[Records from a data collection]
.....

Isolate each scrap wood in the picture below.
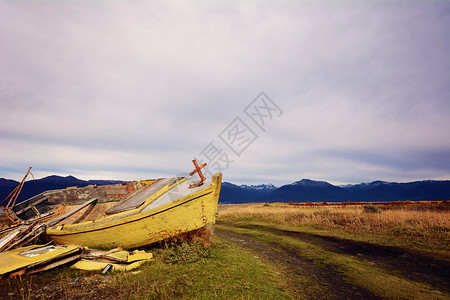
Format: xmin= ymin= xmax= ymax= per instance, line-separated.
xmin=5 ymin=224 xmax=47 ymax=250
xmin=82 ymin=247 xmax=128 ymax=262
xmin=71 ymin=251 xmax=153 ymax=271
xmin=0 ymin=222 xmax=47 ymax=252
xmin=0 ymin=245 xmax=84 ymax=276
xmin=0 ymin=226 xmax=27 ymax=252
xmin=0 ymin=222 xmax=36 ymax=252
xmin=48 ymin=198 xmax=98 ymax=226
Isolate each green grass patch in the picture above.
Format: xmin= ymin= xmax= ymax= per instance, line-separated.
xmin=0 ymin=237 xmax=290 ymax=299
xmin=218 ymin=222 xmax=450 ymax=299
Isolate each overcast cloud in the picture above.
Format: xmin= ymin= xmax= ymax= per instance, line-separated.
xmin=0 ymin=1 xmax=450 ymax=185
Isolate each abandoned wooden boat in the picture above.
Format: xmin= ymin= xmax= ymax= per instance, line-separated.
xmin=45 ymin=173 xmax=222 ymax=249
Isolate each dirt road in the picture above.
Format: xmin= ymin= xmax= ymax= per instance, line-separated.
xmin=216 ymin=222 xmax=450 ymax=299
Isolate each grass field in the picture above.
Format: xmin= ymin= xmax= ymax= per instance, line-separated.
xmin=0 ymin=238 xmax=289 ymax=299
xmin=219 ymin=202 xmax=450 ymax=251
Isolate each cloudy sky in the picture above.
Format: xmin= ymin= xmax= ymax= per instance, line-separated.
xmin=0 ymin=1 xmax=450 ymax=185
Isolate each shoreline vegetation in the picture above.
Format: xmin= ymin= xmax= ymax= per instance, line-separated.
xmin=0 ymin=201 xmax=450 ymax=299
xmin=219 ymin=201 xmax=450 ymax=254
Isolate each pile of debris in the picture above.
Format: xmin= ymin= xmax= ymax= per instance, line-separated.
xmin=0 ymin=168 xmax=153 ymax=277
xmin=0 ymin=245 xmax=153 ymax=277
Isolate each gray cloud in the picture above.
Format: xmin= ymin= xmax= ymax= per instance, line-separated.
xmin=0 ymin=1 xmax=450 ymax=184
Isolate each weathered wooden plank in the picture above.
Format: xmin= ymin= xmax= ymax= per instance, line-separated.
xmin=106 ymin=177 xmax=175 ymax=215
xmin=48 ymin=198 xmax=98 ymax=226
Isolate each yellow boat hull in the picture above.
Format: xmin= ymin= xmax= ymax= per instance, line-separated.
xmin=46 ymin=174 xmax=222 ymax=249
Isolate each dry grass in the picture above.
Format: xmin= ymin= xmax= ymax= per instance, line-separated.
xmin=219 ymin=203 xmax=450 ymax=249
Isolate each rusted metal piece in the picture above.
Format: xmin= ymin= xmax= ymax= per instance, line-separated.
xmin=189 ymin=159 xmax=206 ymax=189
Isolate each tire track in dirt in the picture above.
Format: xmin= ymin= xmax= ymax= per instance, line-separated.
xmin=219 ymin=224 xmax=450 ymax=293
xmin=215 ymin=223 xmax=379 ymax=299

.....

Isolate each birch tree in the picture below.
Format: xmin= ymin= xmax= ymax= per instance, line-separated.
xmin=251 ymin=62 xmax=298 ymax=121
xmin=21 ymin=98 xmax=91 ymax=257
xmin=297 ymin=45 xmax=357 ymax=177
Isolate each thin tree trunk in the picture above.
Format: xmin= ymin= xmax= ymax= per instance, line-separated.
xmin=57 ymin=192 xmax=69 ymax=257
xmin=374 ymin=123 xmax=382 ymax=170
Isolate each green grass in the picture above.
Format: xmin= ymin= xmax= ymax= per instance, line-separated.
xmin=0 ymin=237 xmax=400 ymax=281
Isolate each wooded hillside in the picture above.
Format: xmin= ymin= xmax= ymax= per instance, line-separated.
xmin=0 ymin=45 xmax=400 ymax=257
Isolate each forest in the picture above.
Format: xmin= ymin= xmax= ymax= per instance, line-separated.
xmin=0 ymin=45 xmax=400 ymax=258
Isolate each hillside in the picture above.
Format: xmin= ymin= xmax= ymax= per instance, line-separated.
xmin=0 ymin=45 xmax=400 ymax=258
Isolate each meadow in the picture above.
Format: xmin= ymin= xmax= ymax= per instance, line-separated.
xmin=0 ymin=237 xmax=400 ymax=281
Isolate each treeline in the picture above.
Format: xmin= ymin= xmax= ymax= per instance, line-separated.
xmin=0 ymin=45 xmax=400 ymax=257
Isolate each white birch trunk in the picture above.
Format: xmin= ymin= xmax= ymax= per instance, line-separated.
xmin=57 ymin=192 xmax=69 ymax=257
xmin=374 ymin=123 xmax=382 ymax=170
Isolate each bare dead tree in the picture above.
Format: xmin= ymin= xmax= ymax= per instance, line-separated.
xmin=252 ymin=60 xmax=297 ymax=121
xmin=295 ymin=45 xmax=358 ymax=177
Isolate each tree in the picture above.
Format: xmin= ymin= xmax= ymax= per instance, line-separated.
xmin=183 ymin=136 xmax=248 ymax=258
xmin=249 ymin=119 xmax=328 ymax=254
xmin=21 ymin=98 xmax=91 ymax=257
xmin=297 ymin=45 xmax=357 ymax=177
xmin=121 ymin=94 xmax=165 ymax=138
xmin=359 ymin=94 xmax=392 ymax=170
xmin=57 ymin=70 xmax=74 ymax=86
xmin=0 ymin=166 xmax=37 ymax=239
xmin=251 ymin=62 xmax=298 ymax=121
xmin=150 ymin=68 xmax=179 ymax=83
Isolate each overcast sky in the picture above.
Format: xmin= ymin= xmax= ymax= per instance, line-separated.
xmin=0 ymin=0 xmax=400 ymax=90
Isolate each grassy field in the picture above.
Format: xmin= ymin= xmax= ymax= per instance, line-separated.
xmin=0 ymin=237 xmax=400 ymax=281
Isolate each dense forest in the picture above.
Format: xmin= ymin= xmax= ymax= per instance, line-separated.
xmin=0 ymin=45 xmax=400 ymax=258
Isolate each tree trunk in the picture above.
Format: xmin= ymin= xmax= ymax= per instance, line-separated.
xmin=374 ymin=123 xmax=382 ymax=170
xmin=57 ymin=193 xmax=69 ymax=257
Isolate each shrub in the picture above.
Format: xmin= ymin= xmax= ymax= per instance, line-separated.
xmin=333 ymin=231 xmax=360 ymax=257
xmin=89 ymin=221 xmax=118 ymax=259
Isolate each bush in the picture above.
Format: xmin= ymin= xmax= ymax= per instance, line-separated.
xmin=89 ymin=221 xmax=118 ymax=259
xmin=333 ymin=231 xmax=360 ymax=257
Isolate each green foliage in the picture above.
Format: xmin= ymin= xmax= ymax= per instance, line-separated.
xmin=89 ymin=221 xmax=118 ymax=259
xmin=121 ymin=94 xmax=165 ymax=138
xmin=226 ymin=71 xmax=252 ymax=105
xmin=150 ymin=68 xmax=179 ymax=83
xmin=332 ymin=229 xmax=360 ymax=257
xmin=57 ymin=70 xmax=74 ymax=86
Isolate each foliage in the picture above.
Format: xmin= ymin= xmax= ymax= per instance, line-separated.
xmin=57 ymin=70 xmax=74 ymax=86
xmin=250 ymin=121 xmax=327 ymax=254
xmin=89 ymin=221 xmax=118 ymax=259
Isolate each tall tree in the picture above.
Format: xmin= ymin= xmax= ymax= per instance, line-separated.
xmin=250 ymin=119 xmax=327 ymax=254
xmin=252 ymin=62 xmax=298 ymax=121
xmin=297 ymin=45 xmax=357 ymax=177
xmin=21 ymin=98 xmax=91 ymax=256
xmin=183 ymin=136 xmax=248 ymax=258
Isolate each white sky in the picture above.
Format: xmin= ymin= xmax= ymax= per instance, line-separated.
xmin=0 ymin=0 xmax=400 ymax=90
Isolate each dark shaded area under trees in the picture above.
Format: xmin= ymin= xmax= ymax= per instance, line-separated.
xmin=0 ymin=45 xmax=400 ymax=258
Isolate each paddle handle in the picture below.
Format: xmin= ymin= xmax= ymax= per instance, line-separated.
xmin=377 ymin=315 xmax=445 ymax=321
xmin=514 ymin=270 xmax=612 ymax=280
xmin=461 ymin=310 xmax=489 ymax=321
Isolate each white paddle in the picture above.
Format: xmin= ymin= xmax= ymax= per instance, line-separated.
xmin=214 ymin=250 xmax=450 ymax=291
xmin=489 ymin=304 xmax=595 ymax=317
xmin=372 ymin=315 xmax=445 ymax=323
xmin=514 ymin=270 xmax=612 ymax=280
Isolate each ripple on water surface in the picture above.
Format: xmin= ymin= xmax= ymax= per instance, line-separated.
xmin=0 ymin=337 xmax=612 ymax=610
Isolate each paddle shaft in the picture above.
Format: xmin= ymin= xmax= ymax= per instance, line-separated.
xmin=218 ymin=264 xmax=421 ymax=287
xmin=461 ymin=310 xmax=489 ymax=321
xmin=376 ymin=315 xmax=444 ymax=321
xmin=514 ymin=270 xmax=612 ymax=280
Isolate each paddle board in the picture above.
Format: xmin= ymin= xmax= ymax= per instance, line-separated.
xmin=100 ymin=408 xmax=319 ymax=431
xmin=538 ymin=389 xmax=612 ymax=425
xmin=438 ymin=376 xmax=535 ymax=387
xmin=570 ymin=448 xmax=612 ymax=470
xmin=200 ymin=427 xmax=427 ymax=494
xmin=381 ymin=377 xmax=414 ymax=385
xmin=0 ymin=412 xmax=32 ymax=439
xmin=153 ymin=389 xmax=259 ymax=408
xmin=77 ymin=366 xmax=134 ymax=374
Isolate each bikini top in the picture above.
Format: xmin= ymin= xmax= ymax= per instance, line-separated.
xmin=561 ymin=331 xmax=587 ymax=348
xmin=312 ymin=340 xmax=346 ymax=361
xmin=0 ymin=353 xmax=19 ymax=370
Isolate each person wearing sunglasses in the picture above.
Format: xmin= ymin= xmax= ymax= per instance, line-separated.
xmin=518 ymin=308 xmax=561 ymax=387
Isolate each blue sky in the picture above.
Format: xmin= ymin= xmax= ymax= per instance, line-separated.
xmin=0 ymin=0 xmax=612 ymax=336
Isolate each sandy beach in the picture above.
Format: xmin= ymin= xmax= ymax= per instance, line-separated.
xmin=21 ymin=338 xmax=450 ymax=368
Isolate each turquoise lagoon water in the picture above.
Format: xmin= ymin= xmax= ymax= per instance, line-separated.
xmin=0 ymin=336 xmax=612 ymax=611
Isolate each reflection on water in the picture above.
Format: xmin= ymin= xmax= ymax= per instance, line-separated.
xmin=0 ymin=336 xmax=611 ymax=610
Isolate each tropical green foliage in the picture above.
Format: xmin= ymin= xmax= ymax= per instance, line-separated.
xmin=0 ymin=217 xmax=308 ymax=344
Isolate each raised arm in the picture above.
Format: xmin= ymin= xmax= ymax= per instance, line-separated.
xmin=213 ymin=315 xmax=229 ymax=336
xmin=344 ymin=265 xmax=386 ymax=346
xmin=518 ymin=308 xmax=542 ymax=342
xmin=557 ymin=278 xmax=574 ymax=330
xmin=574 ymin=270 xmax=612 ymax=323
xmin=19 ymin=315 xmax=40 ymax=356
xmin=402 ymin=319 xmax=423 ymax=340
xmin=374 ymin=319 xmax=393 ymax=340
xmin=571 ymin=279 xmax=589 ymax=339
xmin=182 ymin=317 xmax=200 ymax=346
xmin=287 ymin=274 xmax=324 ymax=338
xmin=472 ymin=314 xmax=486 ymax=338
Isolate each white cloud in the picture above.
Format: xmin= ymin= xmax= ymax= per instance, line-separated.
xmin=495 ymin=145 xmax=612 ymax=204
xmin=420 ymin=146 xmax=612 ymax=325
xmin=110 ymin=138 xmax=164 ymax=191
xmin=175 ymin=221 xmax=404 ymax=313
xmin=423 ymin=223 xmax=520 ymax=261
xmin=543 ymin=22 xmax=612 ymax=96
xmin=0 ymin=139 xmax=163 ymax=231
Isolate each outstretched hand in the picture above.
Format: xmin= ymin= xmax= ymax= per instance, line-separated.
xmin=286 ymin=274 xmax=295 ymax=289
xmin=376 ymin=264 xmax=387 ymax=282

.....

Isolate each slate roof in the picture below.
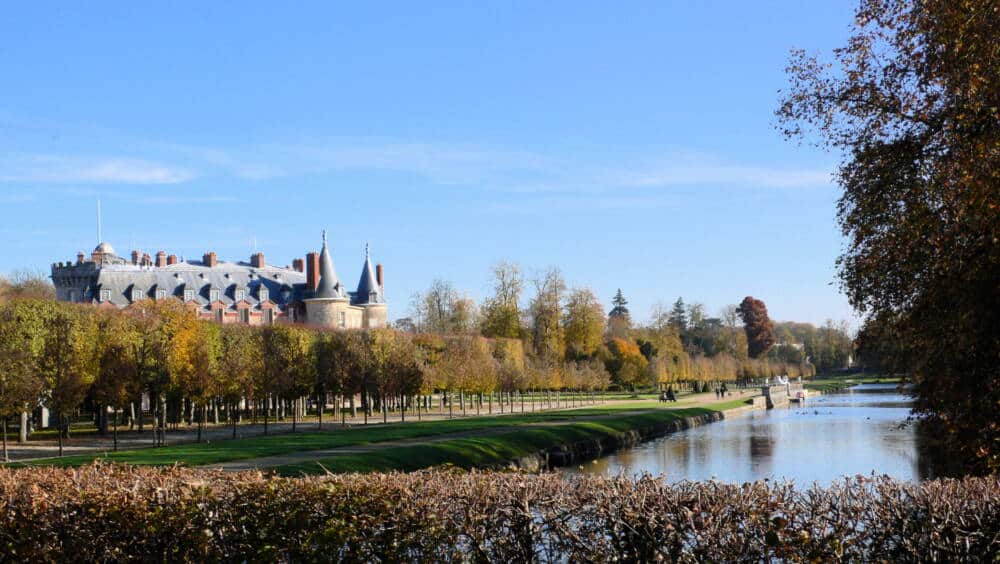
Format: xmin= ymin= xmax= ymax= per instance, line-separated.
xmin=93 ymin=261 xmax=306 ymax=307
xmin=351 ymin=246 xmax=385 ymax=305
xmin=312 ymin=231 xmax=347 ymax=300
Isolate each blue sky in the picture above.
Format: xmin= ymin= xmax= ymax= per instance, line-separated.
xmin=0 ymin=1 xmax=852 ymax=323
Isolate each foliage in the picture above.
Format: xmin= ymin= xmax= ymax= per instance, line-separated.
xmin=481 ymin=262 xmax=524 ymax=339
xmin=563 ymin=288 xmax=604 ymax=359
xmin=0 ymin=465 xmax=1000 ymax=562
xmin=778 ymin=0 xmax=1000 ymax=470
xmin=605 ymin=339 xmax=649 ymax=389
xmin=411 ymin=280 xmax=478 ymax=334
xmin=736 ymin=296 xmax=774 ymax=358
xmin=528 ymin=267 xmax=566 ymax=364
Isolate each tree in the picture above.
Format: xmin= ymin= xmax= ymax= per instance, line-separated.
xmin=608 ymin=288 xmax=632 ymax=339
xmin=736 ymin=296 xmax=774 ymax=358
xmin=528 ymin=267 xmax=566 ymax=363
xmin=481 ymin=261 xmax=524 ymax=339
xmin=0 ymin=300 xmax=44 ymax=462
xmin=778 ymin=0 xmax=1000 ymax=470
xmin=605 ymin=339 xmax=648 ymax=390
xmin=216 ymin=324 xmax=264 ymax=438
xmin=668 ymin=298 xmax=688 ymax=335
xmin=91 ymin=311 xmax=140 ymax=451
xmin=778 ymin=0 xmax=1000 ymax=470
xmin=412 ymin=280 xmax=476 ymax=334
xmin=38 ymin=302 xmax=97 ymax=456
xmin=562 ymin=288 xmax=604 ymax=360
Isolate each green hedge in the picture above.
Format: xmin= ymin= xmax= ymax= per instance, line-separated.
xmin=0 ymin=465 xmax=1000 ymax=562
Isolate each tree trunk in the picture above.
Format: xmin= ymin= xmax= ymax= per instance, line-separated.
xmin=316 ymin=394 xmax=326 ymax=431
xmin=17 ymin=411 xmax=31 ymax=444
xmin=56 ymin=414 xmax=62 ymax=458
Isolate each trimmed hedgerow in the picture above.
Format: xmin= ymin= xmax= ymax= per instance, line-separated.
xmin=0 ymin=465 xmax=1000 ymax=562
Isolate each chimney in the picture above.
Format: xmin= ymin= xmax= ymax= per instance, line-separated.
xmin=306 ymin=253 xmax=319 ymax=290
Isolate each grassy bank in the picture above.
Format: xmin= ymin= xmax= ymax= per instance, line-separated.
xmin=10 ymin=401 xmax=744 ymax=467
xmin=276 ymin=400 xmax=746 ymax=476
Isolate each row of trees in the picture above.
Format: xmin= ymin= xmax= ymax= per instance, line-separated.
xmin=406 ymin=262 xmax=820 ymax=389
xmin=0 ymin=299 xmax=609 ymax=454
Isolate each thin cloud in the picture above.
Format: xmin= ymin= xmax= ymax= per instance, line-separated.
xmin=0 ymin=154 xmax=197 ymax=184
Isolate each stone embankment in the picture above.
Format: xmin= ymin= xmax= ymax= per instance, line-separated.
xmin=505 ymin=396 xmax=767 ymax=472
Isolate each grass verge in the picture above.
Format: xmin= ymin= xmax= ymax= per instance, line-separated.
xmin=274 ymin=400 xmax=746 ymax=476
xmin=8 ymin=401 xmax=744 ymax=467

.....

Exercise description >> Render the lines from the one containing "Isolate each scrap wood in the picture below." through the one containing "xmin=45 ymin=173 xmax=222 ymax=249", inclusive, as a Markdown table with the columns No. and Line. Skip blank lines and leave the pictures out.

Problem solution >>
| No. | Line |
|---|---|
| 1 | Isolate each scrap wood in the picture below. |
| 2 | Format: xmin= ymin= xmax= ymax= per instance, line-separated. |
| 3 | xmin=5 ymin=224 xmax=47 ymax=250 |
| 4 | xmin=82 ymin=247 xmax=128 ymax=262 |
| 5 | xmin=71 ymin=251 xmax=153 ymax=271 |
| 6 | xmin=0 ymin=222 xmax=47 ymax=252 |
| 7 | xmin=0 ymin=245 xmax=84 ymax=276 |
| 8 | xmin=0 ymin=226 xmax=27 ymax=252 |
| 9 | xmin=0 ymin=222 xmax=36 ymax=252 |
| 10 | xmin=48 ymin=198 xmax=98 ymax=226 |
| 11 | Isolate each green grass patch in the picture above. |
| 12 | Format: xmin= ymin= xmax= ymax= per instance, line-separated. |
| 13 | xmin=0 ymin=237 xmax=290 ymax=299 |
| 14 | xmin=218 ymin=222 xmax=450 ymax=299 |
| 15 | Isolate each overcast cloud in the picture above. |
| 16 | Format: xmin= ymin= xmax= ymax= per instance, line-separated. |
| 17 | xmin=0 ymin=1 xmax=450 ymax=185 |
| 18 | Isolate each abandoned wooden boat in the picture above. |
| 19 | Format: xmin= ymin= xmax= ymax= per instance, line-separated. |
| 20 | xmin=45 ymin=173 xmax=222 ymax=249 |